▸ Documenttekst
▬▬▬

Afbeelding: Difterie en kinkhoest waren in de jaren ’50 gevreesde ziekten voor kinderen en het Rijksinstituut voor Volksgezondheid startte daarom de Rijksvaccinatiecampagne. Foto: RIVM, bron: De Volkskrant.
Tijdens de oorlogsjaren is het Rijksinstituut voor Volksgezondheid nog in Utrecht-stad gevestigd. Het onderzoek richt zich op zaken als de voedingswaarde van bloembollen en de surrogaten van thee en tabak: oorlogsonderzoek derhalve. Wegens het gebrek aan financiële middelen loopt het onderzoek naar ziekten en ziektepreventie steeds verder terug. Ook aan capaciteit en werkruimte is gebrek. Na de oorlog echter krijgt krijgt instituut een stevige financiële injectie van 3,5 miljoen gulden vanwege het Amerikaanse Marshallplan. Doel van het geld is om Nederland weer zelfstandig te maken in de productie van bloedserums en vaccins. Overigens wordt vanuit de VS tevens een bijdrage verwacht aan het militaire apparaat van de NAVO.

▬▬▬

▸ Bronmateriaal

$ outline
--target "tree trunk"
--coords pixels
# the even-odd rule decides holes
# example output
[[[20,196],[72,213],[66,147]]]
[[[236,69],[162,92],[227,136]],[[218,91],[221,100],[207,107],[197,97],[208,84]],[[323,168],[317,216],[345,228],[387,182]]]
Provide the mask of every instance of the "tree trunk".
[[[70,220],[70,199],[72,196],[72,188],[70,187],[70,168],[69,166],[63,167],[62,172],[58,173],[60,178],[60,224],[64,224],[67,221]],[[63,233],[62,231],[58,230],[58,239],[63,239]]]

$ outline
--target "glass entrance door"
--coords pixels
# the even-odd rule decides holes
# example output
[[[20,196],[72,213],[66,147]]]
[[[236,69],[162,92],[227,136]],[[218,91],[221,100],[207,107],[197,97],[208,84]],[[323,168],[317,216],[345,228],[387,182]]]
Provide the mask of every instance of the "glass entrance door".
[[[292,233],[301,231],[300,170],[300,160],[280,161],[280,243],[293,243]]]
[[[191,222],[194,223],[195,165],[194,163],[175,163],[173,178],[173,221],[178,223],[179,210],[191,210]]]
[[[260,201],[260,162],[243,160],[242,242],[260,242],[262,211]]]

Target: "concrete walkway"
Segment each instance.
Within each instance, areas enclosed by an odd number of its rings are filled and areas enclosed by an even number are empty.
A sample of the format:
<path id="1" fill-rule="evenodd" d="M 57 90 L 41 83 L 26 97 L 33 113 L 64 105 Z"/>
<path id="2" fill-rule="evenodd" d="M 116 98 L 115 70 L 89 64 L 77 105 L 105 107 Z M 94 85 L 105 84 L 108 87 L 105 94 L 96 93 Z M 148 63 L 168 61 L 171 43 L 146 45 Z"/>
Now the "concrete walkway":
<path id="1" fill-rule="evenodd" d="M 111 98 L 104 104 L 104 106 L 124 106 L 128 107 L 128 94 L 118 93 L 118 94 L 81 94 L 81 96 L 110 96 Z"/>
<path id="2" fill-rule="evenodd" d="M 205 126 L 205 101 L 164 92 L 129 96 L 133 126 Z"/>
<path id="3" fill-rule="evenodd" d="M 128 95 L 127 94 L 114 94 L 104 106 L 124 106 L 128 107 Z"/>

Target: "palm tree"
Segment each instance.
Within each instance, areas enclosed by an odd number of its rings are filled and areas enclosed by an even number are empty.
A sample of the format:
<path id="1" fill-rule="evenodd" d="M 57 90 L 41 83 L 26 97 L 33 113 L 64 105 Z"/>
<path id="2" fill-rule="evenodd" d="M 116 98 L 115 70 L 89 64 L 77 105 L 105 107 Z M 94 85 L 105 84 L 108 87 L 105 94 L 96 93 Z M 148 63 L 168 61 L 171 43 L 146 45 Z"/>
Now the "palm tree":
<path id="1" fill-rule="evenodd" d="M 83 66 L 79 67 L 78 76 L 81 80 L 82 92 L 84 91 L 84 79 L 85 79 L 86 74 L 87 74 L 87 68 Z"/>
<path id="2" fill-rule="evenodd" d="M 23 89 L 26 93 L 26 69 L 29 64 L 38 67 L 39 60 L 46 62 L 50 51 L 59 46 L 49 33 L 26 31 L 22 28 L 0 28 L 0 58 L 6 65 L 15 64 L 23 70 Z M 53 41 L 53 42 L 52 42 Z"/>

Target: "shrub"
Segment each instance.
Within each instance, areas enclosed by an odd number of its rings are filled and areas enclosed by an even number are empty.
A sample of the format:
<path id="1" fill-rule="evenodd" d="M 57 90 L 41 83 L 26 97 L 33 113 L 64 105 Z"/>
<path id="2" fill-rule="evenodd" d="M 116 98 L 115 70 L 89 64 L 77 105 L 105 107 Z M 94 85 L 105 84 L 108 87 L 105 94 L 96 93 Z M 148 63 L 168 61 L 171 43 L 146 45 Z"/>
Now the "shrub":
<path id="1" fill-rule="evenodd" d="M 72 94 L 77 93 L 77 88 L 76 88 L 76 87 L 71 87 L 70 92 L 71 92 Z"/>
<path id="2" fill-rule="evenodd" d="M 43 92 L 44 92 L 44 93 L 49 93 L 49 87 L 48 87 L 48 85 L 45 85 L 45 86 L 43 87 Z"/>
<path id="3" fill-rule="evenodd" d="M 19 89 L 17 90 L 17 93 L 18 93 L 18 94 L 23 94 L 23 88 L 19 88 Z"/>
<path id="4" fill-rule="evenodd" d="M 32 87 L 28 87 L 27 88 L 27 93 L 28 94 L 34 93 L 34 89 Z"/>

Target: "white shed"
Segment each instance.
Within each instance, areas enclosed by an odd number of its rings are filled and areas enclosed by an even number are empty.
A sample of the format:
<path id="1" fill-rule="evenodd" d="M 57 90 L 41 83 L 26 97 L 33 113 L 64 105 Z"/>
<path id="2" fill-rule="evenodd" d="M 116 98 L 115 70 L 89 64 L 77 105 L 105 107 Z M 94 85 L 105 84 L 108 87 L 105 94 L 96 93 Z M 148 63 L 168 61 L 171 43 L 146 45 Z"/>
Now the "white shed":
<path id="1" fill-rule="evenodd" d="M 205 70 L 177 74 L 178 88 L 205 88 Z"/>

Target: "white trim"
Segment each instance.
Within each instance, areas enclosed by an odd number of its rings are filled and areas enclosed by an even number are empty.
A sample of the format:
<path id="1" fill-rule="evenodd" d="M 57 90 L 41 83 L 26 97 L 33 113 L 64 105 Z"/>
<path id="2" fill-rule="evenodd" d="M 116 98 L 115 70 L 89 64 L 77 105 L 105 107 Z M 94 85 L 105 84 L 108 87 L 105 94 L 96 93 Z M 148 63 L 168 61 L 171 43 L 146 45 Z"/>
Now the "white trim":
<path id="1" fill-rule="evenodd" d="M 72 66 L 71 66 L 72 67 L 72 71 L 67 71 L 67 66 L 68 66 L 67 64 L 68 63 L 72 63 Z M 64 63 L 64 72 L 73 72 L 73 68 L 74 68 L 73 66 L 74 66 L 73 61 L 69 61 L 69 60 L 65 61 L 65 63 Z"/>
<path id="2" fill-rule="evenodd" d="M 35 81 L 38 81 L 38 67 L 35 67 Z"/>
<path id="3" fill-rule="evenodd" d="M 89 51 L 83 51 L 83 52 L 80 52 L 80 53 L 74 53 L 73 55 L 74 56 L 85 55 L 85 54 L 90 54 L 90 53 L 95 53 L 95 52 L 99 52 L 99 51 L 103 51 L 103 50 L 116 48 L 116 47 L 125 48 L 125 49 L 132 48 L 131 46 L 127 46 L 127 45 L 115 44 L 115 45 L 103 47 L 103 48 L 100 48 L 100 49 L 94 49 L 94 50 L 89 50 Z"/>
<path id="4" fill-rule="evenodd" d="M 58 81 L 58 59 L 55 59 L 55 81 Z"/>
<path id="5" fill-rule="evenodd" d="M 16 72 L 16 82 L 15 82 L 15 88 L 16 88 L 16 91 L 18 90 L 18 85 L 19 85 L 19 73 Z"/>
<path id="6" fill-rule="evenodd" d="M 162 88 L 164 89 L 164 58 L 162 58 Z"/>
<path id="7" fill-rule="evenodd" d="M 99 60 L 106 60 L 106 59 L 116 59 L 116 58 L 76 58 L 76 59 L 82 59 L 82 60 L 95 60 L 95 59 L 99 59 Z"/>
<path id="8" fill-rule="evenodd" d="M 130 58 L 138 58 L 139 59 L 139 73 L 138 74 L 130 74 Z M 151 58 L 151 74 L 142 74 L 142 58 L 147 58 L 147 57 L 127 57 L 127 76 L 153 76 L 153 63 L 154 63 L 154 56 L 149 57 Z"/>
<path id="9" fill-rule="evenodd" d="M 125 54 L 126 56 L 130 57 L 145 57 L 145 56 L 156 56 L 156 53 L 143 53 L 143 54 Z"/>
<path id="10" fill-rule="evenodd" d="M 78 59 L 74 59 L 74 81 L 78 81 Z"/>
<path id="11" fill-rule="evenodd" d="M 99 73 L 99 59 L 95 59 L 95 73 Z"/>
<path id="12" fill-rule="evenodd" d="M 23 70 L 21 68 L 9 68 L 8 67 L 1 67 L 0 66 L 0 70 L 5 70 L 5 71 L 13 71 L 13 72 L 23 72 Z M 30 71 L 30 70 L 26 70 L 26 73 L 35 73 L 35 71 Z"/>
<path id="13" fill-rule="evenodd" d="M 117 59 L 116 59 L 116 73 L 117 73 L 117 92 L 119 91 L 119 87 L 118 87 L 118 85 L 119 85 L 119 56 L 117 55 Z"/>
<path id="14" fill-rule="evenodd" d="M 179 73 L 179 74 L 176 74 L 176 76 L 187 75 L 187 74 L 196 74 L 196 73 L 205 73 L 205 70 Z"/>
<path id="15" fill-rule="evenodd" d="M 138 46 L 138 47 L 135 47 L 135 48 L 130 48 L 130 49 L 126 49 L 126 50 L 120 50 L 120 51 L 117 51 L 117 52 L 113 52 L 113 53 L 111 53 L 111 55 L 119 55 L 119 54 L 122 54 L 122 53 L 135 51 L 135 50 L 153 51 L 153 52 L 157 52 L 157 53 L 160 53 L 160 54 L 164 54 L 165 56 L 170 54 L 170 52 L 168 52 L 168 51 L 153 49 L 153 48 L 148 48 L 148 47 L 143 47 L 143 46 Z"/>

▬▬▬

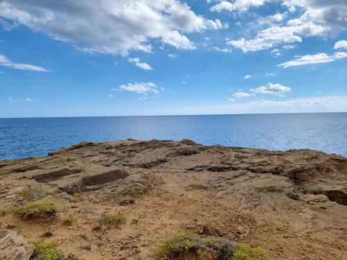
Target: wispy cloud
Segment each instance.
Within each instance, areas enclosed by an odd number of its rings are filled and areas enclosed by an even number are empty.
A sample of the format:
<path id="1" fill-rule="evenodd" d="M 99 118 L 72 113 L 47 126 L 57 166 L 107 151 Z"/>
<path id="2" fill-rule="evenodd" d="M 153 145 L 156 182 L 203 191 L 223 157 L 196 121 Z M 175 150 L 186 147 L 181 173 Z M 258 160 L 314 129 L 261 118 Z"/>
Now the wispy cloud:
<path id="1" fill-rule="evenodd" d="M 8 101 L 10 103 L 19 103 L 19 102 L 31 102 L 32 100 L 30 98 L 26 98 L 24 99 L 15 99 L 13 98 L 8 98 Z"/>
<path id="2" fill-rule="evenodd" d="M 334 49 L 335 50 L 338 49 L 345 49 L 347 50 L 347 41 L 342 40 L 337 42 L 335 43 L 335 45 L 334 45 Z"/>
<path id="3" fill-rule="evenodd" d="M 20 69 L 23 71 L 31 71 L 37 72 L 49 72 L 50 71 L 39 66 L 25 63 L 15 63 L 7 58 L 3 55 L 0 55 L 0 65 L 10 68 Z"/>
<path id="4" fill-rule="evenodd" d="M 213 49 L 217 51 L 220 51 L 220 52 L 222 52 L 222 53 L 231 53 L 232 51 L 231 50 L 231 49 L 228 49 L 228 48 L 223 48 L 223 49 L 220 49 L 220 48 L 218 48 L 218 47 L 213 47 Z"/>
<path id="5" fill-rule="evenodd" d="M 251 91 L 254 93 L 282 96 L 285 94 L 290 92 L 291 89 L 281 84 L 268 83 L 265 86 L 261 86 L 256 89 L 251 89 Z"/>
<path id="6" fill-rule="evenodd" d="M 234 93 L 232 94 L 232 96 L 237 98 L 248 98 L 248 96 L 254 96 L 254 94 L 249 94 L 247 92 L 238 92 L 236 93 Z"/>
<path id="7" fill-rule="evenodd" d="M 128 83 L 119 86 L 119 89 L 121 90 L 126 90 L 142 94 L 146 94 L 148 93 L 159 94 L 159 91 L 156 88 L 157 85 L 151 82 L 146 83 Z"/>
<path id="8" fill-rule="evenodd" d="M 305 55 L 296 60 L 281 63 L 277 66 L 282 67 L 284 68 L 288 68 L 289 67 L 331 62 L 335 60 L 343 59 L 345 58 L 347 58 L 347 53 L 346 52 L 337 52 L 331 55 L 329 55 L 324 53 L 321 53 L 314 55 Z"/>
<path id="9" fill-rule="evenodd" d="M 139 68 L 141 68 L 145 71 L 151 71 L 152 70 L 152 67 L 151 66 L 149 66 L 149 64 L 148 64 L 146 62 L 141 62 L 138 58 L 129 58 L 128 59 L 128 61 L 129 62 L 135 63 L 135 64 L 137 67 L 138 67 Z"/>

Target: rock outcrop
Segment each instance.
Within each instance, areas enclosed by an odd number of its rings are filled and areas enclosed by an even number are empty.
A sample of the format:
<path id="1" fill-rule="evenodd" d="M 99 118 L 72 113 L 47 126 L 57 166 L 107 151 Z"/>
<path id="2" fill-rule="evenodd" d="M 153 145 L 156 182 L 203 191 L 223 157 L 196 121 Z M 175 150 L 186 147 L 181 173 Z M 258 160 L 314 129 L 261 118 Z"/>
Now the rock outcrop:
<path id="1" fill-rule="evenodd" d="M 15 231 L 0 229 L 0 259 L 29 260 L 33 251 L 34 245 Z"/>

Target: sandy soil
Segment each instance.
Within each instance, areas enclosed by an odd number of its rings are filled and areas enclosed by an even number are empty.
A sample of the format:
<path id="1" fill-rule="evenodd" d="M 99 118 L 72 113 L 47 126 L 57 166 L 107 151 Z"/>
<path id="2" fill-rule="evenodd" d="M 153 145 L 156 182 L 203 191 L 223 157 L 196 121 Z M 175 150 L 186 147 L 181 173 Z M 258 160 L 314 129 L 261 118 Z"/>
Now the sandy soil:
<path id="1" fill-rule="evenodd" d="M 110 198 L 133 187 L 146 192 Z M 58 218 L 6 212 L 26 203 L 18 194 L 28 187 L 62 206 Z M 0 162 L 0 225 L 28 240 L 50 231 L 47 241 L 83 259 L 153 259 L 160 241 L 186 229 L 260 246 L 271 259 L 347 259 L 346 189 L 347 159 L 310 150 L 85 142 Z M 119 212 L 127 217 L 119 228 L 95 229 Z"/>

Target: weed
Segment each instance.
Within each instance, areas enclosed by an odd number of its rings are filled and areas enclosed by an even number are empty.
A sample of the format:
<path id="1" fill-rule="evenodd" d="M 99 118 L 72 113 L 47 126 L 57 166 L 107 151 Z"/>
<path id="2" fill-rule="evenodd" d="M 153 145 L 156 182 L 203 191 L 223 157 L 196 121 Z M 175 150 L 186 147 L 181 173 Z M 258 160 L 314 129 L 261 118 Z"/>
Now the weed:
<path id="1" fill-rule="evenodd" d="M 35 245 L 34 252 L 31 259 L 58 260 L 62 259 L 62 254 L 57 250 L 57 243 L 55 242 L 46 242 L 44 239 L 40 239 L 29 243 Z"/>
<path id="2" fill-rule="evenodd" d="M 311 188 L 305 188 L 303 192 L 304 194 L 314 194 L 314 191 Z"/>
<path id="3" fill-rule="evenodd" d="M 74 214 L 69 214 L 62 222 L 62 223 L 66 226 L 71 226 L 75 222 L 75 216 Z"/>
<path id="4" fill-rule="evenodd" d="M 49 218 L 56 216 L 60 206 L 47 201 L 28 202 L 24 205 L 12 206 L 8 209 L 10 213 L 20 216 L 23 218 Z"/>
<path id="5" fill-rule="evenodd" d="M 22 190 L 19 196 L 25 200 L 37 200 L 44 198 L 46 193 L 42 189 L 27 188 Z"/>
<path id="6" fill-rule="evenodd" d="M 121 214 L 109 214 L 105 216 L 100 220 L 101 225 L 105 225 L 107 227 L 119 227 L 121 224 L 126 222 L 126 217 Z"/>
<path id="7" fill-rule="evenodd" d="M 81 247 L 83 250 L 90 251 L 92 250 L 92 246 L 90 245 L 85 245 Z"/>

▬▬▬

Geef uit de documenttekst het gedeelte dat begint met de woorden "Tijdens de oorlogsjaren" en eindigt met "van de NAVO." opnieuw weer, en vervang daarin "bloembollen" door "suikerbieten".

Tijdens de oorlogsjaren is het Rijksinstituut voor Volksgezondheid nog in Utrecht-stad gevestigd. Het onderzoek richt zich op zaken als de voedingswaarde van suikerbieten en de surrogaten van thee en tabak: oorlogsonderzoek derhalve. Wegens het gebrek aan financiële middelen loopt het onderzoek naar ziekten en ziektepreventie steeds verder terug. Ook aan capaciteit en werkruimte is gebrek. Na de oorlog echter krijgt krijgt instituut een stevige financiële injectie van 3,5 miljoen gulden vanwege het Amerikaanse Marshallplan. Doel van het geld is om Nederland weer zelfstandig te maken in de productie van bloedserums en vaccins. Overigens wordt vanuit de VS tevens een bijdrage verwacht aan het militaire apparaat van de NAVO.